**WHAT YOU NEED TO DO**
In the passage on leadership styles below, reproduce everything from "2. Manager ‘sells’" down to "the group’s support.".

**DOCUMENT TEXT**

* * * *

By the by, Schmidt is the first of our Management Thinkers and Doers who has won an Oscar. In 1969, he wrote an Op Ed piece for the LA times, titled ‘Is it Always Right to be Right’. This was well received and turned into a short animated movie, narrated by Orson Welles. It won the Academy Award for Best Short Animated Film in 1970.

The Leadership Behaviours Continuum

In what is regarded as a classic 1958 Harvard Business Review article, ‘How to Choose a Leadership Pattern‘, Robert Tannenbaum and Warren H Schmidt set out a range of leadership behaviours.  They set out seven distinct stages on a continuum, which vary from telling team members their decision, through selling their idea and consulting on the problem, to handing over decision-making.

Tannenbaum & Schmidt - Leadership Behaviour Continuum
Tannenbaum & Schmidt – Leadership Behaviour Continuum
A range of behaviours from the purely authoritarian ‘Manager makes a decision and announces it’ through five intermediate styles, to the most democratic ‘Manager allows group to make a decision’ within appropriate constraints.

Equally valuable is their assessment of how a manager can decide how to lead and choose which of the styles will work best.  They argue you must consider three forces:

  • Forces in the manager
    Your values and style, and your assessment of the risk
  • Forces in the team-members
    Your assessment of their readiness and enthusiasm to assume responsibility
  • Forces in the situation
    Time pressure, the group’s effectiveness, organisational culture

This article is a foundation for what is now known as ‘Situational Leadership, and the two trademarked models developed by Paul Hersey and Kenneth Blanchard.

The Seven Leadership Behaviours

1. Manager makes the decision and announces it
This is a purely authoritarian style of leadership, with no consideration given to other points of view. Most appropriate in a crisis, the manager sets clear instructions and expectations.

2. Manager ‘sells’ their decision
The manager takes  the role of decision-maker but advocates their decision, appealing to  benefits to the group. Valuable when you need the group’s support.

* * * *

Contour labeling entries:
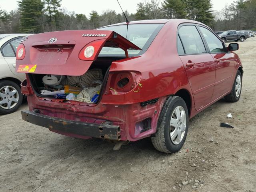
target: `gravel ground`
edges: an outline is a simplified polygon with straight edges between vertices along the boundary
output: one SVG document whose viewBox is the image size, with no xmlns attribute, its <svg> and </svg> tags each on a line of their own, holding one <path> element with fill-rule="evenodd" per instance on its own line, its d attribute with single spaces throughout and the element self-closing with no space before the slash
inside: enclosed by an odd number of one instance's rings
<svg viewBox="0 0 256 192">
<path fill-rule="evenodd" d="M 176 154 L 158 152 L 148 138 L 113 151 L 103 140 L 52 132 L 21 120 L 26 103 L 0 116 L 0 191 L 256 191 L 256 38 L 239 44 L 240 101 L 222 100 L 192 118 Z"/>
</svg>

* * * *

**THE RESULT**
2. Manager ‘sells’ their decision
The manager takes  the role of decision-maker but advocates their decision, appealing to  benefits to the group. Valuable when you need the group’s support.